### Consigne
Répondez aux questions suivantes à partir de l'extrait sur la théologie et la philosophie.
1. Selon le paragraphe 64, à qui ne revient-il pas d'indiquer aux théologiens des méthodologies particulières ?
2. Quel est le double principe méthodologique à la lumière duquel la théologie s'organise ?
3. Que le théologien doit-il connaître en profondeur pour parvenir à des interprétations correctes et cohérentes ?

### Extrait fourni
CHAPITRE VI - INTERACTION ENTRE LA THÉOLOGIE ET LA
PHILOSOPHIE
La
science de la foi et les exigences de la raison philosophique
64.
La parole de Dieu s'adresse à tout homme, en tout temps et sur toute la terre;
et l'homme est naturellement philosophe. Pour sa part, la théologie, en tant
qu'élaboration réflexive et scientifique de l'intelligence de cette parole à la
lumière de la foi, ne peut pas s'abstenir d'entrer en relation avec les
philosophies élaborées effectivement tout au long de l'histoire, pour certains
de ses développements comme pour l'accomplissement de ses tâches spécifiques.
Sans vouloir indiquer aux théologiens des méthodologies particulières, ce qui
ne revient pas au Magistère, je désire plutôt évoquer certaines tâches propres
à la théologie, dans lesquelles le recours à la pensée philosophique s'impose
en vertu de la nature même de la Parole révélée.
65.
La théologie s'organise comme la science de la foi, à la lumière d'un double
principe méthodologique: l'auditus fidei et l'intellectus fidei.
Selon le premier principe, elle s'approprie le contenu de la Révélation de la
manière dont il s'est progressivement développé dans la sainte Tradition, dans
les saintes Ecritures et dans le Magistère vivant de l'Eglise.88 Par le
second, la théologie veut répondre aux exigences spécifiques de la pensée, en
recourant à la réflexion spéculative.
En ce qui
concerne la préparation à un auditus fidei correct, la philosophie
apporte sa contribution originale à la théologie lorsqu'elle considère la
structure de la connaissance et de la communication personnelle et, en
particulier, les formes et les fonctions variées du langage. Pour une
compréhension plus cohérente de la Tradition ecclésiale, des énoncés du
Magistère et des sentences des grands maîtres de la théologie, l'apport de la
philosophie est tout aussi important: ces différents éléments en effet
s'expriment souvent avec des concepts et sous des formes de pensée empruntés à
une tradition philosophique déterminée. Dans ce cas, le théologien doit non
seulement exposer des concepts et des termes avec lesquels l'Église pense et
élabore son enseignement, mais, pour parvenir à des interprétations correctes
et cohérentes, il doit aussi connaître en profondeur les systèmes
philosophiques qui ont éventuellement influencé les notions et la terminologie.
66.

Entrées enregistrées
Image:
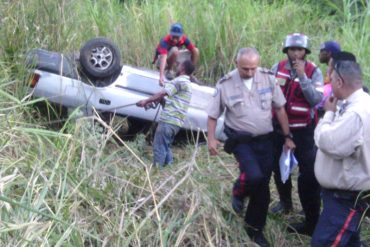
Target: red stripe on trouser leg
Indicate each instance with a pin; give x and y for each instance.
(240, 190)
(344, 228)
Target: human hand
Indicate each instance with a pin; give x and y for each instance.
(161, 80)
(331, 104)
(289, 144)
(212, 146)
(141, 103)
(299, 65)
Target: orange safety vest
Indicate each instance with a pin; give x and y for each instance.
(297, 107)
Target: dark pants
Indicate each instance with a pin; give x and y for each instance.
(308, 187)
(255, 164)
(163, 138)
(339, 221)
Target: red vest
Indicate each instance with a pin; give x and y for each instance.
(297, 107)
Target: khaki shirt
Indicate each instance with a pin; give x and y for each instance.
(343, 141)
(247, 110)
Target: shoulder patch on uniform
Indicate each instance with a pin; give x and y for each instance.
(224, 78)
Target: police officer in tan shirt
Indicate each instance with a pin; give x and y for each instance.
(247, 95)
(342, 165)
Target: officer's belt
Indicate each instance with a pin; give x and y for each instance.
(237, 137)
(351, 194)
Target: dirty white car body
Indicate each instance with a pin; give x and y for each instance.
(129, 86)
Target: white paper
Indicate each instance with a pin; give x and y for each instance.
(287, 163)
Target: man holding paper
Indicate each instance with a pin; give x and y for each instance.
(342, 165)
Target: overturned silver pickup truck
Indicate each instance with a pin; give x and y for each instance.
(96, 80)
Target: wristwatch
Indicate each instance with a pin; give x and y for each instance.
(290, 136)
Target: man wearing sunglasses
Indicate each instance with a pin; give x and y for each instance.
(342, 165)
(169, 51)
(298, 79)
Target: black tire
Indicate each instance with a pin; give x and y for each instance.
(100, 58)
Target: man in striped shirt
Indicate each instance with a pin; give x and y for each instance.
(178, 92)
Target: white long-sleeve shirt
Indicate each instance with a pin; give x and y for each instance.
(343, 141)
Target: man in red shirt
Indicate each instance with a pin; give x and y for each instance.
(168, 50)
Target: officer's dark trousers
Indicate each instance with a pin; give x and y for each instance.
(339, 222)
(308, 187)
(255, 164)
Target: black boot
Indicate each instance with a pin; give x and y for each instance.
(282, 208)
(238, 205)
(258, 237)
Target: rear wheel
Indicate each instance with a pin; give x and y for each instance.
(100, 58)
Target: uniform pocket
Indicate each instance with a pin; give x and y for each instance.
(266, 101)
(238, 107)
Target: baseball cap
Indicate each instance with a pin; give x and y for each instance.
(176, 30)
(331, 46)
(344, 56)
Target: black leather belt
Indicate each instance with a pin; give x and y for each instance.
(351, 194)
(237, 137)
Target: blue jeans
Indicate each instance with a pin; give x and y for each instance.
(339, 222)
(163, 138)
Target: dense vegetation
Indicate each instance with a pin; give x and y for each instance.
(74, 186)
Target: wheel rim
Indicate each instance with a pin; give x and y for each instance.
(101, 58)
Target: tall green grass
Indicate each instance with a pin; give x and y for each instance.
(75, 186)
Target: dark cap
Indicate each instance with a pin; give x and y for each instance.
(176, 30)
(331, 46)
* * *
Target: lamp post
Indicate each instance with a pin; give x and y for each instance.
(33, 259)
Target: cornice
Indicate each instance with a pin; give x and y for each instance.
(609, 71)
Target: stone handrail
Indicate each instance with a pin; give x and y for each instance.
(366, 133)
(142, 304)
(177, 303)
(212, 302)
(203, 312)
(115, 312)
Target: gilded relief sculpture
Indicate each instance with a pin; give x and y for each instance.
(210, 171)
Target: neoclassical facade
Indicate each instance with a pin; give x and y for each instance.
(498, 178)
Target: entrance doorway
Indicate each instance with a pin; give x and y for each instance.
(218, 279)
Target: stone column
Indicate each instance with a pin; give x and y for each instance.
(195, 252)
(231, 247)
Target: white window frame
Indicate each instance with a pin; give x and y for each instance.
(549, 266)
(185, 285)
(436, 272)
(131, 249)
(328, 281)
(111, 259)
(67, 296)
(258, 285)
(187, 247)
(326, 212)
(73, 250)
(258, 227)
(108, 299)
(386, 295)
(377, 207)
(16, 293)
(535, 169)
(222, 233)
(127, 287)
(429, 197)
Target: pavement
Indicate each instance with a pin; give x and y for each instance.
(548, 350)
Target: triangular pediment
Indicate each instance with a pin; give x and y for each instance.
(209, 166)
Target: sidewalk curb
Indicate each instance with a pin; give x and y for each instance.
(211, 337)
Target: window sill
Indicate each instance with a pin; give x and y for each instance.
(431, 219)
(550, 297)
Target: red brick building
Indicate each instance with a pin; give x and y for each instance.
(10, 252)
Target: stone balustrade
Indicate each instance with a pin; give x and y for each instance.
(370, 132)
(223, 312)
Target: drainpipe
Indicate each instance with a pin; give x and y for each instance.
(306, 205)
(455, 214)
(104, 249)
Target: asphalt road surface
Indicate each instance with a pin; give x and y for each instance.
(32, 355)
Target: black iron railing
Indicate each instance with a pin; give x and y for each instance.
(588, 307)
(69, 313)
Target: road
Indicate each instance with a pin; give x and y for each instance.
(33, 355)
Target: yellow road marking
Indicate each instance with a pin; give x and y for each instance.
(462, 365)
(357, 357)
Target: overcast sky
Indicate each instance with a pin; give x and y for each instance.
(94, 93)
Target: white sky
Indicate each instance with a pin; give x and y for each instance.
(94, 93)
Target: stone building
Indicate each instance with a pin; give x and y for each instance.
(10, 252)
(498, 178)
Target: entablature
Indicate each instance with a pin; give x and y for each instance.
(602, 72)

### Corrigé complet
1. Cela ne revient pas au Magistère.
2. La théologie s'organise à la lumière de l'auditus fidei et de l'intellectus fidei.
3. Il doit connaître en profondeur les systèmes philosophiques qui ont éventuellement influencé les notions et la terminologie.